(Exercise prompt): Only the final stretch of the data is wanted: reproduce the line containing "In the photo above, where can the bus" and each line after it, exactly.

(Available records):
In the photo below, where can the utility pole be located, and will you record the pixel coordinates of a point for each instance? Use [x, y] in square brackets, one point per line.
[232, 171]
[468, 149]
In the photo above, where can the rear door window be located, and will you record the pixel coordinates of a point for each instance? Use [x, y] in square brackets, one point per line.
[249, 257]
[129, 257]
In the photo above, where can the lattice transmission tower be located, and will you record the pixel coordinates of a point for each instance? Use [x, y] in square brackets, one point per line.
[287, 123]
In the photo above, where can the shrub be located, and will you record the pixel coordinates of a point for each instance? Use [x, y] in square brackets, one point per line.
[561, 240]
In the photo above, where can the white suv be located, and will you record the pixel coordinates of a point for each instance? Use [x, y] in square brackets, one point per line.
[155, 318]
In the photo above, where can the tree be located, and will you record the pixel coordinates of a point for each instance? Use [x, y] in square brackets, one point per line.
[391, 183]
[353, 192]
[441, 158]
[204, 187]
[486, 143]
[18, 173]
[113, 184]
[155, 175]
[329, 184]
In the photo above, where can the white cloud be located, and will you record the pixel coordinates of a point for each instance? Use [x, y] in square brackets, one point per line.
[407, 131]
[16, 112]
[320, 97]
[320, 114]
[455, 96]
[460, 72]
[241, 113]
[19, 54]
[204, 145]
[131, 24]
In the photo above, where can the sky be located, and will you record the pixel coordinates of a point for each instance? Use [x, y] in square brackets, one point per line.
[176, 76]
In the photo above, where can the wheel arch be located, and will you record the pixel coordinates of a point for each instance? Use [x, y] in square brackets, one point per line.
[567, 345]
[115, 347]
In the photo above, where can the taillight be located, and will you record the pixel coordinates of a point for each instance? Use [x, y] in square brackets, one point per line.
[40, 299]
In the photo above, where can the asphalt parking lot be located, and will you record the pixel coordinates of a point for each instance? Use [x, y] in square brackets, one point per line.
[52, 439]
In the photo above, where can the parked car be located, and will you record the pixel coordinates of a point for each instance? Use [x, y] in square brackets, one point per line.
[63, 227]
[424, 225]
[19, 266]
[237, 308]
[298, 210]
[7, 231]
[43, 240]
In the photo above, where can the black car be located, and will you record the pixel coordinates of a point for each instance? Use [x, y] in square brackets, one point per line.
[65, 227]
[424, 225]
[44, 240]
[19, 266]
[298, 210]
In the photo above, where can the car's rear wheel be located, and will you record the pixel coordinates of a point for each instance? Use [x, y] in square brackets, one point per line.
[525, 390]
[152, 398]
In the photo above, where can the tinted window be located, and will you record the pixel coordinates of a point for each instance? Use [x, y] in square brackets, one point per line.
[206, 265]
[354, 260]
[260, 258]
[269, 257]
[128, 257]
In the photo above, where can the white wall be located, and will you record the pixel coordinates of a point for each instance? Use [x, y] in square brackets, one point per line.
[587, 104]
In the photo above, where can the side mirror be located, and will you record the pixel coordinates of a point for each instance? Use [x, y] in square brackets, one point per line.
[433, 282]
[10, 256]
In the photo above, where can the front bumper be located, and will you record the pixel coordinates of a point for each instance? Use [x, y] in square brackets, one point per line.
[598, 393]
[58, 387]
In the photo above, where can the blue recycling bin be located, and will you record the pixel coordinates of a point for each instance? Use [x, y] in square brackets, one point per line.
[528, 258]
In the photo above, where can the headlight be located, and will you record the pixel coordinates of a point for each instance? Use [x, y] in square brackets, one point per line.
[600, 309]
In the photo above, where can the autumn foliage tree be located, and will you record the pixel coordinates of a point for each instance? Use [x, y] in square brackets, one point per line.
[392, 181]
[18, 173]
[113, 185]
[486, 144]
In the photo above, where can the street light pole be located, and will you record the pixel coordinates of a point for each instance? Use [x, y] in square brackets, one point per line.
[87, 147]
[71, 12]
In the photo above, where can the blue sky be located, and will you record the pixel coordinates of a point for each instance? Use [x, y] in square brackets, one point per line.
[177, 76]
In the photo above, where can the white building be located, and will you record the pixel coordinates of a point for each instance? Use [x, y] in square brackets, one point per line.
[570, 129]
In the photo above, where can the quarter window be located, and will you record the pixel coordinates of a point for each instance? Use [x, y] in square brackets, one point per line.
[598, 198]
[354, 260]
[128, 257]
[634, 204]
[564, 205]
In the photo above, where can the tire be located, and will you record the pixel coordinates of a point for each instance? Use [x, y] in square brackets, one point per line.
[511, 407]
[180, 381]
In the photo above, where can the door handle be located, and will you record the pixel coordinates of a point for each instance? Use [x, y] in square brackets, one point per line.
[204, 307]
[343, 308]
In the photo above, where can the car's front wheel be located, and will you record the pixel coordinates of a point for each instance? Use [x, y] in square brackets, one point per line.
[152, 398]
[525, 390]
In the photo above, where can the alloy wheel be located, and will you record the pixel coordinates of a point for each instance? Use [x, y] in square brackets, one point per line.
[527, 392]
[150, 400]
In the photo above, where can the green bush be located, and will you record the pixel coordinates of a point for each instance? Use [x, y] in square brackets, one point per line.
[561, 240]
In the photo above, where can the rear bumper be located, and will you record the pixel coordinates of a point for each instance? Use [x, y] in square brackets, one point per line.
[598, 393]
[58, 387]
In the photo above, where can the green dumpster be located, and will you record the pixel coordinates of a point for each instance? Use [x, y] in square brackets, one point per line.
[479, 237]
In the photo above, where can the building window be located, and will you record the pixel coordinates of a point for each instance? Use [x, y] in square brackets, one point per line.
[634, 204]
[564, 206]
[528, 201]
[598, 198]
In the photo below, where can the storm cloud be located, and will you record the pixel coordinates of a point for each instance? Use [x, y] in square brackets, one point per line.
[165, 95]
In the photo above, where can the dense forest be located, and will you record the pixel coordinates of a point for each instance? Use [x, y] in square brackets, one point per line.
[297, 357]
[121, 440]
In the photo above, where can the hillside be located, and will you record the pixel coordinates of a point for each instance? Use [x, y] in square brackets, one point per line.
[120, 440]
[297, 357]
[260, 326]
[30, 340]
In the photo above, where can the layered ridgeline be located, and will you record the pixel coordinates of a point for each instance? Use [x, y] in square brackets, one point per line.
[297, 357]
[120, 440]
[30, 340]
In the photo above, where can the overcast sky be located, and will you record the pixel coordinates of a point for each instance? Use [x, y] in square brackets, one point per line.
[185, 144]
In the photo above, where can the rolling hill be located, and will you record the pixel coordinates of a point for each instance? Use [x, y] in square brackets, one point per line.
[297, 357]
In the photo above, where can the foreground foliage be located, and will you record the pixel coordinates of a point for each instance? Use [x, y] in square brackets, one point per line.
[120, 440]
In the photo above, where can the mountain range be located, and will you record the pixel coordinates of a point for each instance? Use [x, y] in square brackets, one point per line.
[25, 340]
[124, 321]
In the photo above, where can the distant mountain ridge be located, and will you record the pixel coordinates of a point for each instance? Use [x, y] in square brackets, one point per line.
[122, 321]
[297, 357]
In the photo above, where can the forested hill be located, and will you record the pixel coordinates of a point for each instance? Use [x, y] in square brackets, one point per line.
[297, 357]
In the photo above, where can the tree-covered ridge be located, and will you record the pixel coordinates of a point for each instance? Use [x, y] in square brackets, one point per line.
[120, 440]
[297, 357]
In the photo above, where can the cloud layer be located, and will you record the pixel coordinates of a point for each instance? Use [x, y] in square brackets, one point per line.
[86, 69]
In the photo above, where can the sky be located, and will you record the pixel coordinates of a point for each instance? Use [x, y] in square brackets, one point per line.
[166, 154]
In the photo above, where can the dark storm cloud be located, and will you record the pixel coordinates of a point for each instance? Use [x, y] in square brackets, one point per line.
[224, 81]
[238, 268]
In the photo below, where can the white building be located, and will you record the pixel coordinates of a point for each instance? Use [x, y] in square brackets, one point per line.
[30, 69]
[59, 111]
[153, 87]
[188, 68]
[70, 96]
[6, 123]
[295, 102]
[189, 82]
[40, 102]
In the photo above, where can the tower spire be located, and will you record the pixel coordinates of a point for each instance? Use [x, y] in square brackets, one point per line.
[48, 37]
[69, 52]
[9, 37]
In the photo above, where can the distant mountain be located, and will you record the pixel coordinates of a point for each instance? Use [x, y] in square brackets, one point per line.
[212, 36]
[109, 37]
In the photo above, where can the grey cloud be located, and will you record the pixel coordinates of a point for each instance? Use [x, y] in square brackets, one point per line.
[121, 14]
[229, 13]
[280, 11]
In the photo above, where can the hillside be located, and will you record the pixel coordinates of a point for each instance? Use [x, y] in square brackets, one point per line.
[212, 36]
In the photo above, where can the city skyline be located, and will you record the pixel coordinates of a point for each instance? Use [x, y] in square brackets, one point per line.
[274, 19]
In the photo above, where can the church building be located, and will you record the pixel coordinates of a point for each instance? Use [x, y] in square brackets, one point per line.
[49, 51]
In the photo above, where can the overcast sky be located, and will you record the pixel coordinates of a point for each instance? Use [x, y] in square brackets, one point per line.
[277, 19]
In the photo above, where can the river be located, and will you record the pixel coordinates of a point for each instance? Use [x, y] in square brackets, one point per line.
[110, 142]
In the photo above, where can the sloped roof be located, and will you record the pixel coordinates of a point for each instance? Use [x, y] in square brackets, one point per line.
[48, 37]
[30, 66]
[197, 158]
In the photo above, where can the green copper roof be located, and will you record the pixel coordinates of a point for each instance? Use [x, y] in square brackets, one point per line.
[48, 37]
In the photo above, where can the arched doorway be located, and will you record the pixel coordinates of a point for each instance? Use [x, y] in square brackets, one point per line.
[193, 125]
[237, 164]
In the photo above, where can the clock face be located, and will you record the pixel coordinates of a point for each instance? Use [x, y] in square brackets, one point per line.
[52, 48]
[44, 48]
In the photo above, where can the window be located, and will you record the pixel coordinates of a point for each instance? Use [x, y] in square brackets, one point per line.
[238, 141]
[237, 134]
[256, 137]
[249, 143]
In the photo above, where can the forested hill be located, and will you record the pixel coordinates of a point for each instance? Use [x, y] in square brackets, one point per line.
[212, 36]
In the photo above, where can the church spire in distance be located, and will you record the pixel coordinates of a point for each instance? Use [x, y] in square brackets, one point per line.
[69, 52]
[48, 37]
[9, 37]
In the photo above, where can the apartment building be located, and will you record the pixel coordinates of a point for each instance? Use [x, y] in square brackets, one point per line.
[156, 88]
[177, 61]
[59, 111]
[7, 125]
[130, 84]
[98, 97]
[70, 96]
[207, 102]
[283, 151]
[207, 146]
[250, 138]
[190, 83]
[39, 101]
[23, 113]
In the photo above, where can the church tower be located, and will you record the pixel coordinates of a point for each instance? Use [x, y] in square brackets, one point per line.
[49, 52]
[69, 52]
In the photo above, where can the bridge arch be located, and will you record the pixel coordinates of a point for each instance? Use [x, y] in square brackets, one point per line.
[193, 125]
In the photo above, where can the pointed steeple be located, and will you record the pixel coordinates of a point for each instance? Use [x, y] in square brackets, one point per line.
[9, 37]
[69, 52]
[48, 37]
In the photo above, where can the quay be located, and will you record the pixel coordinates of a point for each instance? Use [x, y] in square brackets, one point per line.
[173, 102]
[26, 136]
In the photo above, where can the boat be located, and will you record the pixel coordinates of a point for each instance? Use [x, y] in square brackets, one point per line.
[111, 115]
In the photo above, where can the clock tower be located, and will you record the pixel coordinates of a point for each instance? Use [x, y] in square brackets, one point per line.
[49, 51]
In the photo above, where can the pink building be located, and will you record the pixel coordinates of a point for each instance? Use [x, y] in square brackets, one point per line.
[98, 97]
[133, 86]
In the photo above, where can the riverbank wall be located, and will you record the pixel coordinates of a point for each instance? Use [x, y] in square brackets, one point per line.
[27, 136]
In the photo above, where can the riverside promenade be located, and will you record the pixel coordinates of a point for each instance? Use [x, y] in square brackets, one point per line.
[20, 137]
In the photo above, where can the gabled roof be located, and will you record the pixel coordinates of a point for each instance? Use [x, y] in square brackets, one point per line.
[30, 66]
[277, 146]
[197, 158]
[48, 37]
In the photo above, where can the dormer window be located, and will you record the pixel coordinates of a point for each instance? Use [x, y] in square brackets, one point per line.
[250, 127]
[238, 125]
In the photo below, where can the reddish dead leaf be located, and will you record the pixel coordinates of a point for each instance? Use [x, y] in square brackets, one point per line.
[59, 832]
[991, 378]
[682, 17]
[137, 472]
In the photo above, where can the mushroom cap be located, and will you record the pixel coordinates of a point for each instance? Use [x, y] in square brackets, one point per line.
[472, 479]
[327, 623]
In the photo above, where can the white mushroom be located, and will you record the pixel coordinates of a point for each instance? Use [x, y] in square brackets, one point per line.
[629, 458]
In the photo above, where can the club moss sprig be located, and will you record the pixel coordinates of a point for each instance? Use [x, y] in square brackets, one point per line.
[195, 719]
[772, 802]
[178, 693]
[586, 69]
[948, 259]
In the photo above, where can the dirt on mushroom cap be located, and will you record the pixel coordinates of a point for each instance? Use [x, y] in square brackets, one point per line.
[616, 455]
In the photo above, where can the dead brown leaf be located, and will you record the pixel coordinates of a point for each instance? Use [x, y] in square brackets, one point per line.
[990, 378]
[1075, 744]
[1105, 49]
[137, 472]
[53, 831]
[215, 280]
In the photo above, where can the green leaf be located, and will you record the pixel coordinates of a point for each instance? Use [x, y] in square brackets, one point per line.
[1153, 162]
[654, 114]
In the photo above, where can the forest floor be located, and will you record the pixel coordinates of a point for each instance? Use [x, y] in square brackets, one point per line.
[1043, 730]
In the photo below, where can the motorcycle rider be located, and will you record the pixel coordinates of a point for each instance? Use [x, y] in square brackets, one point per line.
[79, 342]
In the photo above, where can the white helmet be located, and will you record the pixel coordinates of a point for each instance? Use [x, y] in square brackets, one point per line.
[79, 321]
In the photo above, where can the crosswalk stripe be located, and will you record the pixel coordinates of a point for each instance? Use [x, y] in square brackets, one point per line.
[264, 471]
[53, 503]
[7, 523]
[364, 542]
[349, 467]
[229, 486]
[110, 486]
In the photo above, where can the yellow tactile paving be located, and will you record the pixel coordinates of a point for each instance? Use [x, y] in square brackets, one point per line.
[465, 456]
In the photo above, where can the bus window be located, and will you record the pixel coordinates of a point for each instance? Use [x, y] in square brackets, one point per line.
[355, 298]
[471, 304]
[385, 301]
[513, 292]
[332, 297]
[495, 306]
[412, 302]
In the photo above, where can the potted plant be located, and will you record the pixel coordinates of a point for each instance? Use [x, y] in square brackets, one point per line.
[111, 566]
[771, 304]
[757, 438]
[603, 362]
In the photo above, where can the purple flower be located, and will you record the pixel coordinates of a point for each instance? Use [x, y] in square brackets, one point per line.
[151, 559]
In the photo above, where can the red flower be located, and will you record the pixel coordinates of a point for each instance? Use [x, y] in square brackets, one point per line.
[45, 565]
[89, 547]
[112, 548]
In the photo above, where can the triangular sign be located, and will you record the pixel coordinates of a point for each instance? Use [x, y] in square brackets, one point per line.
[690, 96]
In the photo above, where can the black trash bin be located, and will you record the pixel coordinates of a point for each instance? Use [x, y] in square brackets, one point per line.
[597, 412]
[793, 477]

(Solution to the exercise):
In the photo above, where can the bus window be located, and will you record the pixel coordinates of a point for each instance? Use [x, y] in square brackets, one point per line.
[355, 298]
[471, 304]
[385, 301]
[513, 292]
[332, 297]
[495, 306]
[412, 302]
In the photo above, where can the potted plant be located, and will you record the pixel coordinates of a point for each instance? Use [x, y] in square brackets, one point per line.
[111, 566]
[771, 304]
[757, 438]
[603, 362]
In the photo above, where can the purple flower be located, and will you record the pixel coordinates of a point for each instance? Use [x, y] in square brackets, one point per line.
[151, 559]
In the photo above, where can the red flower be located, and will you record the pixel coordinates of a point for each instance? Use [x, y] in square brackets, one point per line.
[45, 565]
[89, 547]
[112, 548]
In the photo above, where can the triangular sign be located, and will you record the pixel coordinates of a point for each instance? Use [x, y] in square brackets, one point per line.
[690, 96]
In the photo above, where can the black trash bin be located, and will you record the pixel coordinates of a point for each instance? Use [x, y] in square brackets, one point per line.
[597, 412]
[793, 477]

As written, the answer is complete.